- Extracted text:
——————

The county’s first confirmed evidence of West Nile virus this season has turned up in a bird found dead. According to the Colusa Mosquito Abatement District Manager David Whitesell, a European Sterling was located within the City of Colusa and tested positive earlier this month.
“This is the first bird found to have tested positive for the season,” said Whitesell.
The last time Colusa County had a dead bird confirmed with West Nile Virus was in 2015.
“We usually see a couple of birds a year since the virus arrived in 2005,” said Whitesell.
Nearby counties to report infected dead birds this year include Lake County and Sacramento County.
West Nile virus (WNV) is a mosquito-borne disease that was initially found in Africa. It was first detected in the eastern United States in 1999. Since then, the virus has spread across the continental United States and is well established in most states, including California.
People bitten by an infected mosquito may develop West Nile fever and experience flu-like symptoms that can include fever, body aches, skin rash, and fatigue. In some people, it can evolve into a more severe form of the disease. The disease can only be spread by an infected mosquito, blood transfusions, or transplants. The virus can not be spread through casual contact.
People typically develop symptoms 3 to 14 days after they are bitten by an infected mosquito. The incubation period could be longer in people with certain medical conditions that affect the immune system.
In 2016, Colusa County had two confirmed human cases of the West Nile Virus, and one in 2014, and three in 2013.
The California Department of Health recommends that individuals prevent exposure to mosquito bites and West Nile virus by practicing the “Three Ds”:
1. DEET – Apply insect repellent containing DEET, picaridin, oil of lemon eucalyptus, or IR3535 according to label instructions. Repellents keep the mosquitoes from biting. DEET can be used safely on infants and children two months of age and older.

——————

- Dataset section:

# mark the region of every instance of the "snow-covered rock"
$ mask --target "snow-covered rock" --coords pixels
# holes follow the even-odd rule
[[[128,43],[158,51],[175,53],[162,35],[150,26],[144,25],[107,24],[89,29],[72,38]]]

——————

- Apply what you read:
1. Summarize the news item about West Nile virus in Colusa County in three sentences.
2. Carry on the news item about West Nile virus in Colusa County from the point where it stops.

- Written answers:
1. A dead bird found within the City of Colusa tested positive for West Nile virus earlier this month, the county's first confirmed evidence of the virus this season and its first infected dead bird since 2015. The mosquito-borne virus can cause flu-like symptoms such as fever, body aches, skin rash, and fatigue, and in some people a more severe illness, with symptoms typically appearing 3 to 14 days after a bite. Colusa County had human cases in 2013, 2014, and 2016, and the California Department of Health recommends the "Three Ds" to prevent exposure, the first being insect repellent containing DEET or a similar ingredient.

2.
2. DAWN AND DUSK – The mosquitoes that transmit WNV bite in the early morning and evening, so it is important to wear proper clothing and repellent if outside during these times. Make sure doors and windows have tight-fitting screens to keep out mosquitoes. Repair or replace screens with tears or holes.
3. DRAIN – Mosquitoes lay their eggs on standing water. Eliminate or remove all sources of standing water around homes and properties, including buckets, old car tires, rain gutters, birdbaths, and pet bowls. If a swimming pool is not being properly maintained, please contact the local mosquito and vector control agency.
Whitesell said that mosquito activity earlier in the season was lower than average due to the late rice planting season.
“Rice was two weeks late this season, and we are starting to see an influx of mosquito activity,” said Whitesell. “We are continuing our spraying program as usual.”
The Colusa Mosquito Abatement District sprays the City of Colusa and outlying houses on Mondays and Thursdays from 8 PM to Midnight, and in outlying areas within the boundaries of the district from 8 PM to 10 PM.